• **What you need to do**
In the records below, copy word for word every line from the one containing "Provide the mask of every instance of the protest" up to and including the one containing "392 155 L 397", and nothing else.

• **Given records**
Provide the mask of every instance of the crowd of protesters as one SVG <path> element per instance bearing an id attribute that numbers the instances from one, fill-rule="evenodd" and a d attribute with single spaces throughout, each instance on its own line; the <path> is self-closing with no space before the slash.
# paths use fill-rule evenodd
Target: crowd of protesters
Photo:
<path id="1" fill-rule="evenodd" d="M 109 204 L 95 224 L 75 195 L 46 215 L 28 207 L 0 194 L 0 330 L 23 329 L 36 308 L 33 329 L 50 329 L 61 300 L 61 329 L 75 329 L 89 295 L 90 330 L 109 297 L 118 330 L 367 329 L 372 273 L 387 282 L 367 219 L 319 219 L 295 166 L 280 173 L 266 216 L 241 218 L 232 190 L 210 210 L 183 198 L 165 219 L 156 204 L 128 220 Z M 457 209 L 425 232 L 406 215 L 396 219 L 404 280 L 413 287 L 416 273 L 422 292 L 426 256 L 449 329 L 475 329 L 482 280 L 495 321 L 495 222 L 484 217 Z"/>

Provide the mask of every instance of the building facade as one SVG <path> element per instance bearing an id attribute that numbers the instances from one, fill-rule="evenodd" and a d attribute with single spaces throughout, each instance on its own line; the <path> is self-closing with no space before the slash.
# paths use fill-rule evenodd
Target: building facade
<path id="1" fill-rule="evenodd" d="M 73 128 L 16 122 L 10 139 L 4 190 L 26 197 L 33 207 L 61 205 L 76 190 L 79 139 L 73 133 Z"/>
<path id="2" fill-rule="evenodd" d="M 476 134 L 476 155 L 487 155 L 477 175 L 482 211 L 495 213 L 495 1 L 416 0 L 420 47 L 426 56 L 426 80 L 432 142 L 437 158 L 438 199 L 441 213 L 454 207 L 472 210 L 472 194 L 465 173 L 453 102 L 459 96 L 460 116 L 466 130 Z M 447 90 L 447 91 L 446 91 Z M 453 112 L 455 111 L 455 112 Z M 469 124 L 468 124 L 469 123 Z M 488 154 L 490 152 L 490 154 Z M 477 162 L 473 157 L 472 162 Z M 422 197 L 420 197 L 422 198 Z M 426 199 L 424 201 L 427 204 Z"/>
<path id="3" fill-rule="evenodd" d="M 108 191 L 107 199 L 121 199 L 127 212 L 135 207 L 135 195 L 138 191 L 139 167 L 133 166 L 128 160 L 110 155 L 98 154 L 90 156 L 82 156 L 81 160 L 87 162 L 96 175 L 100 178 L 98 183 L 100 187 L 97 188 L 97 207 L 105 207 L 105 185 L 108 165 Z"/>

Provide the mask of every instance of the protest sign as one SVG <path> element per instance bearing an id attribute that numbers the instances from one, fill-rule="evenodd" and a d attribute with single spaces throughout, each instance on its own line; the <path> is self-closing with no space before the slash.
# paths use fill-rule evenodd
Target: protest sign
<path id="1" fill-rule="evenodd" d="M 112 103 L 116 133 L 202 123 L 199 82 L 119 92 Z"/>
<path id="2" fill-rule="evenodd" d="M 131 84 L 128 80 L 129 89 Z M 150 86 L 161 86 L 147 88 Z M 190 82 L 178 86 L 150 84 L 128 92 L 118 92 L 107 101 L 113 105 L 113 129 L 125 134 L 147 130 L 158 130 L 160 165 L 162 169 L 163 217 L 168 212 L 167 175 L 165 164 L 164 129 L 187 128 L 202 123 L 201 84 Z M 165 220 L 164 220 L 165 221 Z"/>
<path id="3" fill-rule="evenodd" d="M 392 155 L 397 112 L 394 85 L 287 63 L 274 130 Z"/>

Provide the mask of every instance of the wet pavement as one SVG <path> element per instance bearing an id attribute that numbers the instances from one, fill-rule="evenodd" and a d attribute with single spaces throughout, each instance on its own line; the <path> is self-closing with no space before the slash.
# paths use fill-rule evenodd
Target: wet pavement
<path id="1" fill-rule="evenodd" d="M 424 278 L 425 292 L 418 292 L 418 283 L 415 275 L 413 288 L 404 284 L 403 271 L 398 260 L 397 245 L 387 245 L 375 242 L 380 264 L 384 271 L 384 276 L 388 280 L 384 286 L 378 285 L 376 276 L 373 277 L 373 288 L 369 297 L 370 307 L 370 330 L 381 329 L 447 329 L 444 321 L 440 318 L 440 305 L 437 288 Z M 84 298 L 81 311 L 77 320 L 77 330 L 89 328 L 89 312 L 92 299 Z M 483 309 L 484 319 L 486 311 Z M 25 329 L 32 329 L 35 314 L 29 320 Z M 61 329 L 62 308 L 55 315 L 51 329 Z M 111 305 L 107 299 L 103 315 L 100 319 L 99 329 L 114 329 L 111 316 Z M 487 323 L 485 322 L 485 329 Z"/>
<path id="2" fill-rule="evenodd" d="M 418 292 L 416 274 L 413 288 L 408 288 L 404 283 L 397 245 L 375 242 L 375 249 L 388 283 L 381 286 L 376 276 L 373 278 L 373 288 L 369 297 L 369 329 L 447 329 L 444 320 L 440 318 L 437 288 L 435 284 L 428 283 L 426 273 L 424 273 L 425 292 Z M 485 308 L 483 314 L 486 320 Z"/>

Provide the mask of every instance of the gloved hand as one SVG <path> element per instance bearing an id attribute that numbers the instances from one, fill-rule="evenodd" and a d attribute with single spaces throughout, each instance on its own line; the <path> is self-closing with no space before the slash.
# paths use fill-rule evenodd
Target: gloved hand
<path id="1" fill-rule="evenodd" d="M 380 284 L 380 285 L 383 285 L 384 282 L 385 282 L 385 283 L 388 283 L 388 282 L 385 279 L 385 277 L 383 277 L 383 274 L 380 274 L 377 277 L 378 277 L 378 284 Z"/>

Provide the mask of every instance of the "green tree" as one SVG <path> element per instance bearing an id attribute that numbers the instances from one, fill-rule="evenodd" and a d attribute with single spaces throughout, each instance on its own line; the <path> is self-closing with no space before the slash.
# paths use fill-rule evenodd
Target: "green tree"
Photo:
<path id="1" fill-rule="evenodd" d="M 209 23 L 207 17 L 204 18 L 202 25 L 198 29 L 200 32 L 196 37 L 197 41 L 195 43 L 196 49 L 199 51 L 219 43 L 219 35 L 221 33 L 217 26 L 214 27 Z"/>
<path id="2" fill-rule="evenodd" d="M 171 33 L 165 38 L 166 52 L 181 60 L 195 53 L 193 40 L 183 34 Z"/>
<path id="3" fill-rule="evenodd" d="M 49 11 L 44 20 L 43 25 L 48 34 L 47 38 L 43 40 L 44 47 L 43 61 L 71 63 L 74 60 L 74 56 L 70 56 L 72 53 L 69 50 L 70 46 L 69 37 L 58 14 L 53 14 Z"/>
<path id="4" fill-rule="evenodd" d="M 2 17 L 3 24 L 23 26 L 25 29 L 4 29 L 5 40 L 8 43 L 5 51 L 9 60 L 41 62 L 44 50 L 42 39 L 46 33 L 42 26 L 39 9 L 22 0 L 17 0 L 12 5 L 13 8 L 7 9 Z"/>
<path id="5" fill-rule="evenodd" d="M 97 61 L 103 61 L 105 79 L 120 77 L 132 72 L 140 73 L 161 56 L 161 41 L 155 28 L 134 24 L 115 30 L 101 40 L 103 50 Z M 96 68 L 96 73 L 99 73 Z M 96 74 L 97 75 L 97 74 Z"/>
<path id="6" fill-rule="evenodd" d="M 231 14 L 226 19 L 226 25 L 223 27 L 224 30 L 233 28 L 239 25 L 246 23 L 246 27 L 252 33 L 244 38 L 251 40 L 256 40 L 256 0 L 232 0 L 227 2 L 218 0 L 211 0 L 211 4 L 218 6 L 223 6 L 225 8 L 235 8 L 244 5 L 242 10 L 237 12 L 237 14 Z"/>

• **Task response**
Provide the mask of every instance of the protest sign as one SVG <path> element per instance bearing an id attribute that numbers the instances from one, fill-rule="evenodd" and a d attribute with single spaces throughout, each instance on its own line; the <path> is self-closing with no space before the slash.
# paths use fill-rule evenodd
Target: protest sign
<path id="1" fill-rule="evenodd" d="M 112 103 L 116 133 L 202 123 L 199 82 L 119 92 Z"/>
<path id="2" fill-rule="evenodd" d="M 131 84 L 128 80 L 129 89 Z M 150 86 L 161 86 L 147 88 Z M 190 82 L 178 86 L 150 84 L 128 92 L 118 92 L 107 101 L 113 105 L 113 129 L 125 134 L 147 130 L 158 130 L 160 165 L 162 169 L 163 217 L 168 212 L 167 175 L 165 164 L 164 129 L 187 128 L 202 123 L 201 84 Z M 165 220 L 164 220 L 165 221 Z"/>
<path id="3" fill-rule="evenodd" d="M 392 155 L 397 112 L 394 85 L 287 63 L 274 130 Z"/>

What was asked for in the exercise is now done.